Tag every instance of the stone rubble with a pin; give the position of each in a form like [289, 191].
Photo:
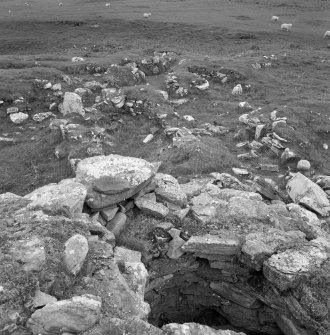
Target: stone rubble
[259, 259]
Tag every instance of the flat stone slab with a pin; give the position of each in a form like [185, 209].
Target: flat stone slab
[289, 268]
[212, 244]
[258, 247]
[235, 294]
[127, 175]
[151, 207]
[194, 329]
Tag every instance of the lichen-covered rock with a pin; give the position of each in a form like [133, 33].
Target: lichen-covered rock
[289, 268]
[75, 315]
[213, 244]
[259, 246]
[66, 197]
[122, 255]
[136, 276]
[117, 224]
[76, 249]
[305, 192]
[168, 189]
[118, 299]
[195, 329]
[30, 252]
[151, 207]
[175, 245]
[306, 221]
[41, 299]
[114, 178]
[192, 189]
[204, 214]
[72, 103]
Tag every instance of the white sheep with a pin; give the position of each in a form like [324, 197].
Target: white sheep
[286, 26]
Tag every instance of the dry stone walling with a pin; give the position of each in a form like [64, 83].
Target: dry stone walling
[255, 266]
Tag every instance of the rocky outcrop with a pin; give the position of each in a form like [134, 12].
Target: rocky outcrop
[30, 252]
[289, 268]
[75, 315]
[76, 249]
[66, 197]
[258, 247]
[303, 191]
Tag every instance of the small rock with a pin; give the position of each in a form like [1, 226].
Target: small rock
[168, 189]
[151, 207]
[181, 213]
[117, 224]
[57, 87]
[109, 213]
[148, 138]
[42, 116]
[77, 59]
[188, 118]
[18, 117]
[287, 156]
[122, 255]
[303, 165]
[42, 299]
[240, 172]
[237, 90]
[174, 247]
[12, 110]
[76, 249]
[166, 225]
[72, 104]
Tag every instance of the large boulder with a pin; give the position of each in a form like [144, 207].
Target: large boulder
[118, 298]
[305, 192]
[259, 246]
[114, 178]
[289, 268]
[75, 315]
[66, 197]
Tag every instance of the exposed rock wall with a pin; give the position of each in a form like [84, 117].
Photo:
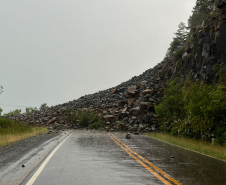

****

Written exercise →
Could you set down every one of the entries above word for word, leaving the pictures out?

Response to the task →
Tag every instance of the stone rubble with a pin; give the position of each in a form like [289, 191].
Photo:
Target: stone rubble
[259, 259]
Tag every instance of the flat stone slab with a pin; give the position of each in a form like [185, 209].
Target: flat stone slab
[289, 268]
[212, 244]
[258, 247]
[235, 294]
[127, 175]
[151, 207]
[194, 329]
Tag every instance of the lichen-covered rock with a pin; give the position of each in a form like [133, 33].
Target: lichen-covered rock
[289, 268]
[75, 315]
[213, 244]
[259, 246]
[66, 197]
[122, 255]
[136, 276]
[117, 224]
[76, 249]
[305, 192]
[168, 189]
[118, 299]
[195, 329]
[30, 252]
[151, 207]
[175, 245]
[306, 221]
[41, 299]
[114, 178]
[192, 189]
[204, 214]
[72, 103]
Tag every instance of the white sheep with a pin; give the position of each in a form like [324, 197].
Target: white sheep
[286, 26]
Tag every instance of the dry stone walling with a pin; give the position of each in a form like [64, 83].
Target: dry stone walling
[255, 266]
Tag every instance of the rocky outcrop with a pin; give the position of each in a form like [134, 12].
Target: rocky outcrop
[30, 252]
[289, 268]
[75, 315]
[76, 249]
[66, 197]
[258, 247]
[303, 191]
Tag every instance of the small rock with a pin; give the position of each in a form like [1, 226].
Target: small rock
[168, 189]
[151, 207]
[181, 213]
[117, 224]
[57, 87]
[109, 213]
[148, 138]
[42, 116]
[77, 59]
[188, 118]
[18, 117]
[287, 156]
[122, 255]
[303, 165]
[42, 299]
[240, 172]
[237, 90]
[174, 247]
[12, 110]
[76, 249]
[166, 225]
[72, 104]
Tag every instance of the large boulder with a pin; give the position of each in a form like [144, 207].
Target: large boulder
[118, 298]
[305, 192]
[259, 246]
[114, 178]
[289, 268]
[75, 315]
[66, 197]
Tag every instance of the exposed rock wall with a pin; give the position of each in a form like [84, 117].
Photo:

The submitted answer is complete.